>> start Excerpt to read
Mark Tobey was born in Centerville, Wisconsin, on December 11, 1890, the youngest of four children. Until 1906 the family lived in Tremplealeau, a small Wisconsin village situated on the Mississippi River. There Tobey led a life much like the legendary Tom Sawyer, commenting later that until he was 16 his whole life was "purely nature." His family were devout Congregationalists, and very early a religious sensitivity was instilled into the boy's life. His parents were hard working and creative, and to encourage Mark's artistic bent they sent him to classes each Saturday at the Art Institute of Chicago. This was the only formal art training that he would receive.
In 1909 the family moved to Chicago, where Tobey worked as a fashion illustrator. Two years later he felt confident enough to move to Greenwich Village in New York City where he found a job with McCall's Magazine. Until 1917 he travelled back and forth between Chicago and New York, well paid as an illustrator, interior designer, and charcoal portraitist. Through this last medium he gained recognition in elite social and theatrical circles.
His first one-man show was at M. Knoedler & Co. in New York, arranged in 1917 by Marie Steiner. It was Steiner who introduced Tobey to Juliet Thompson, a portrait painter for whom he agreed to pose. She was a follower of the Bahá' í World Faith, and through her Tobey gained an interest in, and in 1918 accepted, the faith that was to redirect and guide not only the rest of his life but his artistic development as well.
At this time a ferment seemed to take place in Tobey's approach to his art. He reacted against the "Renaissance sense of space and order" in his belief that forms should be free and dynamic. "I wanted to give the light that was in the form in space a release." Unfortunately, the works that illustrated this attitude are now lost. Encouraged by a friend, Tobey left New York for Seattle in 1922. He exchanged the cultural and intellectual stimulation of New York for the natural beauty, relaxed milieu, and diffused, almost Parisian, light of the western city. He was offered a teaching position at the Cornish School, an experience of which he always spoke with pleasure and satisfaction.
According to Tobey, it was at night, in a small and centrally lighted classroom, that he made his "personal discovery of cubism." He imagined a fly moving in every direction around him and the objects in the room. This movement, creating a complex of lines and imaginary planes and shapes, was to develop into the structural "animation of space," the interpenetration of mass and void, that formed the basis for most of his mature paintings.
In 1923 Tobey met a young Chinese artist, Teng Kuei, and from him learned the technique of calligraphy. This enabled him to discover the freely moving brush with which he could assimilate his concept of animated space. He had become aware, in Seattle, of the closeness of the Orient, but had also found stimulation in the art of the Northwest and Alaskan Indians. His interest in and devotion to a marriage of Eastern and Western ideas was reinforced by his exposure to artists and intellectuals at Dartington Hall, a school and cultural center about 200 miles from London. Tobey taught here from 1930 to 1938, meeting Aldous Huxley, Pearl Buck, and Arthur Waley, among others. And it was here, after a visit to the Orient in 1934, that his distinctive style originated.
>> end Excerpt to read
>> start Provided data
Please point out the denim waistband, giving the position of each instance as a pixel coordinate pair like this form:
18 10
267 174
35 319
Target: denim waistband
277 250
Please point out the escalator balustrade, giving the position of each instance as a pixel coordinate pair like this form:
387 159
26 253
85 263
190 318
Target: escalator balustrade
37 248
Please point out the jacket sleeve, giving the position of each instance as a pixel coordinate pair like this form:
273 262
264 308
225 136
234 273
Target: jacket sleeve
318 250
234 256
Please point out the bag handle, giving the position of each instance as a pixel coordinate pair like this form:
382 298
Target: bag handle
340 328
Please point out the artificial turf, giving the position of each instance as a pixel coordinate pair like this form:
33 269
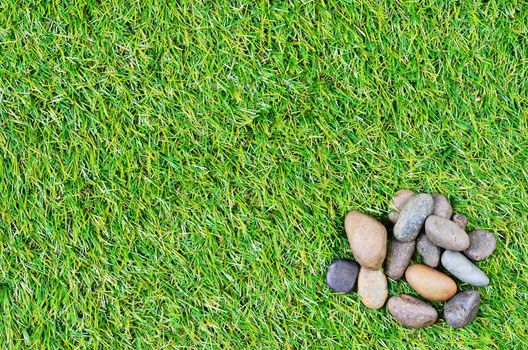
>> end Provided data
> Problems:
• 1. Using the Mark Tobey biography, answer each question briefly.
(a) In which year did Tobey leave New York for Seattle?
(b) From whom did Tobey learn the technique of calligraphy?
(c) At which gallery was Tobey's first one-man show held?
• 2. Output the Mark Tobey biography word for word, between "At this time" and "pleasure and satisfaction.", inclusive.

> Responses to the exercise:
• 1.
(a) 1922
(b) Teng Kuei, a young Chinese artist
(c) M. Knoedler & Co. in New York

• 2.
At this time a ferment seemed to take place in Tobey's approach to his art. He reacted against the "Renaissance sense of space and order" in his belief that forms should be free and dynamic. "I wanted to give the light that was in the form in space a release." Unfortunately, the works that illustrated this attitude are now lost. Encouraged by a friend, Tobey left New York for Seattle in 1922. He exchanged the cultural and intellectual stimulation of New York for the natural beauty, relaxed milieu, and diffused, almost Parisian, light of the western city. He was offered a teaching position at the Cornish School, an experience of which he always spoke with pleasure and satisfaction.